* _Problem details_:
Find the line containing "Task: locate every instance of the thorny" in the entries below. Restate it and each line after it, word for word, up to and including the line containing "Task: locate every instance of the frost-covered".

* _The input_:

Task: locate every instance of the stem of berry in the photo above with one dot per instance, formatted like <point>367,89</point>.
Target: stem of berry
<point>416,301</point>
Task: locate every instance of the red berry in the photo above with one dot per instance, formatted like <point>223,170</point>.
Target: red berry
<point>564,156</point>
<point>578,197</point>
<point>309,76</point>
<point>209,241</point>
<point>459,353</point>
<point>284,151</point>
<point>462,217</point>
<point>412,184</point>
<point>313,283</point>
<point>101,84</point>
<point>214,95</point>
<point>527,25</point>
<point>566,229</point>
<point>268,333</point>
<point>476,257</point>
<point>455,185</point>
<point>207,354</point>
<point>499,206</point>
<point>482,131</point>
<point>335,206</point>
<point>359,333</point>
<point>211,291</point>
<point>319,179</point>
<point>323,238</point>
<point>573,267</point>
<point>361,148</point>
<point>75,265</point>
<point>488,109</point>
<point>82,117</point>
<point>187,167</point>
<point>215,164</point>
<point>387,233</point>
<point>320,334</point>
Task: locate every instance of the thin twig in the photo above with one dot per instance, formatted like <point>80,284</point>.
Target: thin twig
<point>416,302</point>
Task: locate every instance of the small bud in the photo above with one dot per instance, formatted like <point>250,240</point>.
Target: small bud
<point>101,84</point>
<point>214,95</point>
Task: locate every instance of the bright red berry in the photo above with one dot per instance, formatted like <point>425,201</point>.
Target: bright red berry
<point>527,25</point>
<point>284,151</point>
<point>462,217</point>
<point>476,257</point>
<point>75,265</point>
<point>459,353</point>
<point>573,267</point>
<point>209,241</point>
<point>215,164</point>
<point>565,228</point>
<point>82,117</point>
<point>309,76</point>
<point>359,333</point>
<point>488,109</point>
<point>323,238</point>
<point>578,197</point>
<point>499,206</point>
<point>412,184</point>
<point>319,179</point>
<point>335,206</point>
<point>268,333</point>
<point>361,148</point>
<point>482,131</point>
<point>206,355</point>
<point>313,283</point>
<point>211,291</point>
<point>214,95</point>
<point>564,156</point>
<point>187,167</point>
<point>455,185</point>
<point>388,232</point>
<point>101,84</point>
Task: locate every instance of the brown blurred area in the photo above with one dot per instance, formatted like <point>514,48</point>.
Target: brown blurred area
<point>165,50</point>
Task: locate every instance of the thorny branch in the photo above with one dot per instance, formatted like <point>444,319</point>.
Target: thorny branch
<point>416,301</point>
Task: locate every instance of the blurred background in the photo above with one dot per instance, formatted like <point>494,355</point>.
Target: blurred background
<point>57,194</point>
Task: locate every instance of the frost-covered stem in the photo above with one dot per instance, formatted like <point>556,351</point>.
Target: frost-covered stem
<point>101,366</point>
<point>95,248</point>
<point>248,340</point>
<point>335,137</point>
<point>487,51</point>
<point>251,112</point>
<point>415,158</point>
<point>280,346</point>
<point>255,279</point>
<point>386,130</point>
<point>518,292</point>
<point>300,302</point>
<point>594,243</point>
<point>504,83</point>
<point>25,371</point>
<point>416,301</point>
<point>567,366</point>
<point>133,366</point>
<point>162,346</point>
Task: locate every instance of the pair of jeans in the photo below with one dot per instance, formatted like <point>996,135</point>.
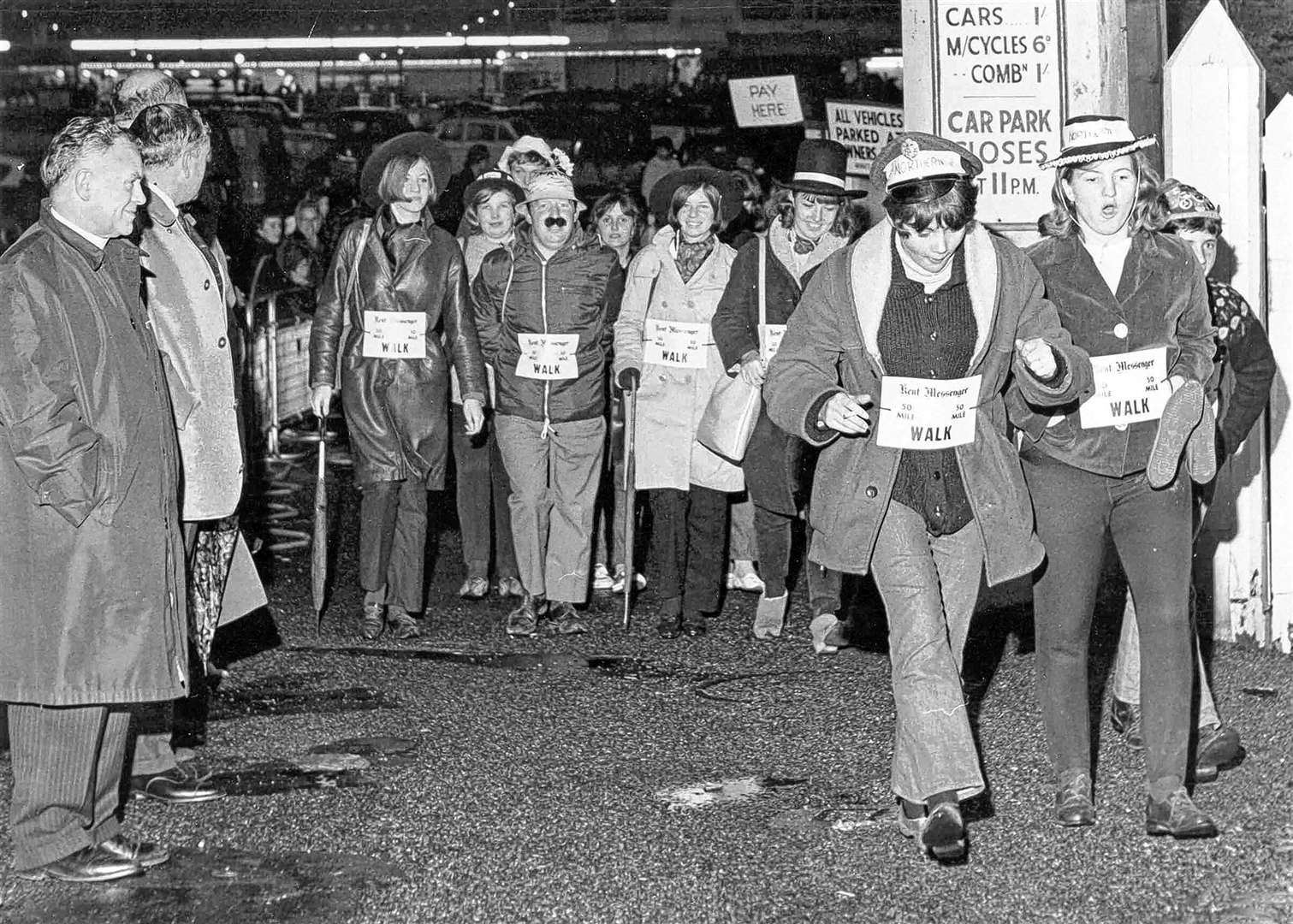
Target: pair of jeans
<point>554,471</point>
<point>687,546</point>
<point>607,548</point>
<point>1126,662</point>
<point>394,542</point>
<point>1151,531</point>
<point>483,514</point>
<point>930,586</point>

* _Completed exercise_:
Task: locate every instance of the thorny branch in the photo above with one dot per instance, formatted like <point>444,319</point>.
Target: thorny branch
<point>416,301</point>
Task: locate every instance of the blurred background in the photo above with one dot per instance, formatted like <point>494,355</point>.
Target: blurred background
<point>57,194</point>
Task: locate every instance of the frost-covered stem in the photo above with one dot per instance, formatted like <point>556,351</point>.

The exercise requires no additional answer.